▶ [Task details]: Copy the passage about Matthew's genealogy below word for word, everything from "and he shows" down to "Christ fourteen generations.".

-- Begin Excerpt provided --

In one short genealogy, Matthew communicates:

and he shows us what he is trying to communicate in Matthew 1:17
Matthew 1:17 ESV
So all the generations from Abraham to David were fourteen generations, and from David to the deportation to Babylon fourteen generations, and from the deportation to Babylon to the Christ fourteen generations.
He is communicating something. In a global holistic sense he is communicating what we could call the “N” of History. and I mean this by looking at the letter “N”. So we start done then up then down then up again. So we start down with the story of Abraham. he was just one man. if we really want to get into his story, here was one man, an old man with no children, no descendants whats gonna happen with him? it is a low point, but then from Abraham to David builds from one man to a nation and in David we build specifically to the greatest king of that nation. we have a growth form one man to a powerful worldwide power. We grow from Abraham to a seeming fulfillment of many of the promises of God coming true. Good things are happening at David. But then Matthew takes us from the high point of David to the lowest of low places in the history of God’s people, the deportation to Babylon, what we would call the exile. This was the terrible fate that Isaiah spent his whole book telling us about, this is the time that gave Jeremiah the nickname the weeping prophet as he lamented over how awful this was. so as we pain this “n” we have low point Abraham, high point David low point Exile but what Matthew wants us to see is that from this low point we move up to the highest of all high points in not just a local history, but the highest of high points in Human history, to the advent the incarnation of Jesus Christ.
so in short he is communicating a story of history in a “n” from high point to low point to high point, but there is something else incredible going on here. I was reading one of my commentaries and they said:
-The fact that it is only with difficulty that the actual history can be made to fit into this pattern [14/14/14] indicates that for the author this is not so much a statistical observation as a theological reflection on the working out of God’s purpose for his people. Frame, 29.

-- End Excerpt provided --
-- Begin Items --

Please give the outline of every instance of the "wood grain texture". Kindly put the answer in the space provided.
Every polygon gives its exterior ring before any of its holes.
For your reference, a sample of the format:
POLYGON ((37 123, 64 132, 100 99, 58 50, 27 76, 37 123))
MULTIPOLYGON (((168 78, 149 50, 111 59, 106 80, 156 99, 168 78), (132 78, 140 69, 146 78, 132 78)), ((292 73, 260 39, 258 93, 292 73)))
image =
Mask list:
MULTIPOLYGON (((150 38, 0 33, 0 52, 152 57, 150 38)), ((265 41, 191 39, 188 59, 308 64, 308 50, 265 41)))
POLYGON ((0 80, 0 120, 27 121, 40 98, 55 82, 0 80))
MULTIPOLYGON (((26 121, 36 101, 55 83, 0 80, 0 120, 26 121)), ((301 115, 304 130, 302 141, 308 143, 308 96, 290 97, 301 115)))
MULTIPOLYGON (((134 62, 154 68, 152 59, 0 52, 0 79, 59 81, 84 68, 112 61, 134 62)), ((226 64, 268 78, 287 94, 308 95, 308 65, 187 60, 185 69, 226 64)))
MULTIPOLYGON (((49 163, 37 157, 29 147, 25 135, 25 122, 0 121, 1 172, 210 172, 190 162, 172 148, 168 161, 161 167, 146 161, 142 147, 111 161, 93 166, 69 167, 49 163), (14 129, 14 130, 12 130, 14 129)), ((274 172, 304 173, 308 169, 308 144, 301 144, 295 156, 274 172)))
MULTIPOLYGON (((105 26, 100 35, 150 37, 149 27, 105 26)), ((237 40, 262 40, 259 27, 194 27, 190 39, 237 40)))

-- End Items --

▶ [Answer to this exercise]:
and he shows us what he is trying to communicate in Matthew 1:17
Matthew 1:17 ESV
So all the generations from Abraham to David were fourteen generations, and from David to the deportation to Babylon fourteen generations, and from the deportation to Babylon to the Christ fourteen generations.